GIVEN EXERCISE: Rewrite all of the entries below as a numbered list, leaving out any blank lines.

MATERIAL FOR THIS TASK:

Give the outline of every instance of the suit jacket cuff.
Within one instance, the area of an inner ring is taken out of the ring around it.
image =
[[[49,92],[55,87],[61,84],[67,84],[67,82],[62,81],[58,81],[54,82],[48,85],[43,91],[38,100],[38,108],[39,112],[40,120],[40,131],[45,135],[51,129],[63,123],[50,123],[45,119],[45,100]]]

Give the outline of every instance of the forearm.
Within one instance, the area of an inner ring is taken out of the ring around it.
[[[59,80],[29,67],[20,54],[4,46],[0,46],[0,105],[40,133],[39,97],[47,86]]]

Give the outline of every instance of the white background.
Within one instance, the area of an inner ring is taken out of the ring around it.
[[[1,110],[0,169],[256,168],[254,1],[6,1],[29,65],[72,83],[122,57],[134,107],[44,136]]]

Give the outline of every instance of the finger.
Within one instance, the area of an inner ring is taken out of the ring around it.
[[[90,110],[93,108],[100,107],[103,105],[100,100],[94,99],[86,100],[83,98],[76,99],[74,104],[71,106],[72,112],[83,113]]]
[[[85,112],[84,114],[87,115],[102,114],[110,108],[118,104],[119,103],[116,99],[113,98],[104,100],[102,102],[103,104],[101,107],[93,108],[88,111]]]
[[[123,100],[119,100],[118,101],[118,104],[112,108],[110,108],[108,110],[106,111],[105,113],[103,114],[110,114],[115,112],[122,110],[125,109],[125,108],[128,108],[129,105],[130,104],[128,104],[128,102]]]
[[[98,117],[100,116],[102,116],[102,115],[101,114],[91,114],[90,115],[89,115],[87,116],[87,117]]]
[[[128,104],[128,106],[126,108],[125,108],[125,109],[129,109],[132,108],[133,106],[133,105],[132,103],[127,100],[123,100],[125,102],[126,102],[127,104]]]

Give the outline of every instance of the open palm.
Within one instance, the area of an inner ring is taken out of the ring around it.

REPLY TO THE EXERCISE:
1. Give the outline of every instance of the suit jacket cuff.
2. Within one instance, the area of an inner ring is taken out of the ring around it.
3. image =
4. [[[49,92],[55,87],[61,84],[67,84],[67,82],[62,81],[58,81],[54,82],[48,85],[43,91],[38,100],[38,108],[39,112],[40,120],[40,131],[45,135],[51,129],[63,123],[50,123],[45,119],[45,100]]]
5. Give the outline of every instance of the forearm.
6. Within one instance, the area of an inner ring is taken out of the ring around it.
7. [[[59,80],[29,67],[20,54],[4,46],[0,46],[0,105],[40,133],[39,97],[47,86]]]
8. Give the outline of every instance of the white background.
9. Within one instance, the area of an inner ring is taken out of the ring around it.
10. [[[1,110],[0,169],[256,168],[254,1],[6,1],[29,65],[72,83],[122,57],[134,107],[44,136]]]
11. Give the outline of every instance of the finger.
12. Within one instance, the area of an inner ring is taken out of the ring around it.
13. [[[90,110],[93,108],[100,107],[103,105],[100,100],[94,99],[86,100],[83,98],[76,99],[74,104],[71,106],[72,112],[83,113]]]
14. [[[85,112],[84,114],[87,115],[102,114],[110,108],[118,104],[119,103],[116,99],[113,98],[104,100],[102,102],[103,104],[101,107],[93,108],[88,111]]]
15. [[[123,100],[119,100],[118,101],[118,104],[112,108],[110,108],[108,110],[106,111],[105,113],[103,114],[110,114],[115,112],[122,110],[125,109],[125,108],[128,108],[129,105],[130,104],[128,104],[128,102]]]
16. [[[98,117],[100,116],[102,116],[102,115],[101,114],[91,114],[90,115],[89,115],[87,116],[87,117]]]
17. [[[128,104],[128,106],[126,108],[125,108],[125,109],[129,109],[132,108],[133,106],[133,105],[132,103],[127,100],[123,100],[125,102],[126,102],[127,104]]]
18. Give the outline of every instance of the open palm.
19. Within one instance, the area of an inner ring is taken out of the ring around it.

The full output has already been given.